**Challenge:** Copy the stretch from the start of the items through the line containing "178,259 -> 929,444", keeping the requests as they are, and offset every coordinate in the answers by adding 37 to it.

--- Provided material ---

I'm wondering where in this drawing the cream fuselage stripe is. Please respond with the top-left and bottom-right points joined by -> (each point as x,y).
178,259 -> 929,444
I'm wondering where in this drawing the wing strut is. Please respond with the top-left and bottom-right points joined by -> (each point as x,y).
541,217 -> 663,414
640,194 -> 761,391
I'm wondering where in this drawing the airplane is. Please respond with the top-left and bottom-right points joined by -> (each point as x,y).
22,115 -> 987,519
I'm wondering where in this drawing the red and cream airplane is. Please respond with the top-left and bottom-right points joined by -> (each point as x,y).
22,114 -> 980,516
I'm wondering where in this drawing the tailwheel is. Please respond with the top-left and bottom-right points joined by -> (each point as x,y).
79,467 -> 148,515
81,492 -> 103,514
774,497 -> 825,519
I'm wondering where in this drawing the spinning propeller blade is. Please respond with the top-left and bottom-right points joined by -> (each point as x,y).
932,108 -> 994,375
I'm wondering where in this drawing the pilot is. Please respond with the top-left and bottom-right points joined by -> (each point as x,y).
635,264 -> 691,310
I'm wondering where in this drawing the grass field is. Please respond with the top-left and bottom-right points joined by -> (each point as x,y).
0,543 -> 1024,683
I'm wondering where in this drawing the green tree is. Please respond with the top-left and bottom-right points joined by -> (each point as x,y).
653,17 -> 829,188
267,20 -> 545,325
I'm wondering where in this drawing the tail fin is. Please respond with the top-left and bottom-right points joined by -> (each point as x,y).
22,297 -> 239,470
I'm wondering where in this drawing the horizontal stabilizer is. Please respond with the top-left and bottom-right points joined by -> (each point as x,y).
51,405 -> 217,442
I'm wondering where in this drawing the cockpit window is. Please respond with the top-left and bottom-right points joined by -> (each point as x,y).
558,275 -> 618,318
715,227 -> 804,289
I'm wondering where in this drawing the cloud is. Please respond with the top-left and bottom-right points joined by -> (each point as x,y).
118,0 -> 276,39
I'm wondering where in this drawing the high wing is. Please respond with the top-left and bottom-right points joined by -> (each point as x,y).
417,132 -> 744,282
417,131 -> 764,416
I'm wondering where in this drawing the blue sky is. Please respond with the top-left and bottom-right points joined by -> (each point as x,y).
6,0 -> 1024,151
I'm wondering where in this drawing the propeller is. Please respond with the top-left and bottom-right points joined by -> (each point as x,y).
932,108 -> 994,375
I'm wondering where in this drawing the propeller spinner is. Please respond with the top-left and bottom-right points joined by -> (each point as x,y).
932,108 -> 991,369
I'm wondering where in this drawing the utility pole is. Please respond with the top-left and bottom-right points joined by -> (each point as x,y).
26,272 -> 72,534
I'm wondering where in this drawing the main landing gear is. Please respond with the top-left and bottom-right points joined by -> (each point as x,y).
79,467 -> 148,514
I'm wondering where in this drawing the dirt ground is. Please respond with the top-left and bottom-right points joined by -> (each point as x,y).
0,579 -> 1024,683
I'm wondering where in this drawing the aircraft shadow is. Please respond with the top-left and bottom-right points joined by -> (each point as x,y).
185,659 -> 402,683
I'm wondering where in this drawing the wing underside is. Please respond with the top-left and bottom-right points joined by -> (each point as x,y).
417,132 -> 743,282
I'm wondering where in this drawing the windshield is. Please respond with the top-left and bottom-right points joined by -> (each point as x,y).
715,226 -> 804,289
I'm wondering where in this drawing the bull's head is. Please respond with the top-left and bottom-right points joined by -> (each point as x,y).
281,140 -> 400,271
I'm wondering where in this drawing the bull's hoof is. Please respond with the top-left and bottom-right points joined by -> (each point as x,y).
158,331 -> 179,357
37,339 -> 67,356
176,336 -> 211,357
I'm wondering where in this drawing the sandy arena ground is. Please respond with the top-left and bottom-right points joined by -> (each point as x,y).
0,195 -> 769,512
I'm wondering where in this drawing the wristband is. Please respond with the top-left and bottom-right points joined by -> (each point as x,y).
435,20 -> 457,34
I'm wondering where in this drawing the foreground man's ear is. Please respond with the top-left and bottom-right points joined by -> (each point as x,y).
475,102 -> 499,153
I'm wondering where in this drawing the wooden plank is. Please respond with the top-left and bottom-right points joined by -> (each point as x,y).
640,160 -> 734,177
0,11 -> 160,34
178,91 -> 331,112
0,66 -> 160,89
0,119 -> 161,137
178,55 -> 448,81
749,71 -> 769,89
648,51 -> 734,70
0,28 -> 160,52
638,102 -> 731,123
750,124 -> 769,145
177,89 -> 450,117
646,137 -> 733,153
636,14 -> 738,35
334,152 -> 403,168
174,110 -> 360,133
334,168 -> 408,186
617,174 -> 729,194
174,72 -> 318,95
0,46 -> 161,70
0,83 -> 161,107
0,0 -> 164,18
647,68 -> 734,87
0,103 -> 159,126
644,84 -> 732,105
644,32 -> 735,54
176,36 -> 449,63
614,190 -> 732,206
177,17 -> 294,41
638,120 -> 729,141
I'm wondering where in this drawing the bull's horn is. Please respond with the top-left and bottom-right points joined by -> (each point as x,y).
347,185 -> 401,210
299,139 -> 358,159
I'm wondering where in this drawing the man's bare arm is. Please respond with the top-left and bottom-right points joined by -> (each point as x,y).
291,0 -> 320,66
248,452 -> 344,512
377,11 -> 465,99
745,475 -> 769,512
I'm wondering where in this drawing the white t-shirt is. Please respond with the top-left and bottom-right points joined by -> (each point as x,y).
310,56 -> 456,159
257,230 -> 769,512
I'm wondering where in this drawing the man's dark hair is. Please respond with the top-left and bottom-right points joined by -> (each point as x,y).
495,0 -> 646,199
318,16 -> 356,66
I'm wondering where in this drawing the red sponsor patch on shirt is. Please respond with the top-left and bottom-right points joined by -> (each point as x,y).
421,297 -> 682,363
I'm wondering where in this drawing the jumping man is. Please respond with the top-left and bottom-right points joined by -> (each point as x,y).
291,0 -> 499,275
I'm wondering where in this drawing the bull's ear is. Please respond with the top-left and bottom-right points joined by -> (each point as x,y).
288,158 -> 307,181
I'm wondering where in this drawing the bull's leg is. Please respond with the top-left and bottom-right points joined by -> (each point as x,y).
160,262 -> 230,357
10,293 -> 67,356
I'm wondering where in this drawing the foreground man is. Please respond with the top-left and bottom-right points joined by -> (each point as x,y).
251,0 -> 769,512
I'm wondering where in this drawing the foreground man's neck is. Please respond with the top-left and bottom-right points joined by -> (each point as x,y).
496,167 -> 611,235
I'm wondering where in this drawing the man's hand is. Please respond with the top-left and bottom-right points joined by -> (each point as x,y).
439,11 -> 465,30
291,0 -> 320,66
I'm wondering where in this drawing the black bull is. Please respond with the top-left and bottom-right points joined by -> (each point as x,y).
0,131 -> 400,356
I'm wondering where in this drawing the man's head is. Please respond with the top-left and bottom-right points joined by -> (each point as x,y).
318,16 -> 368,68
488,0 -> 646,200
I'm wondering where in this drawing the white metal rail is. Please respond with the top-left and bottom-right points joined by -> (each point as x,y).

---

**Solution for this task:**
I'm wondering where in this drawing the cream fuselage stripe is. Please respond with the top-left and bottom-right points joined by -> (each point as x,y).
215,296 -> 966,481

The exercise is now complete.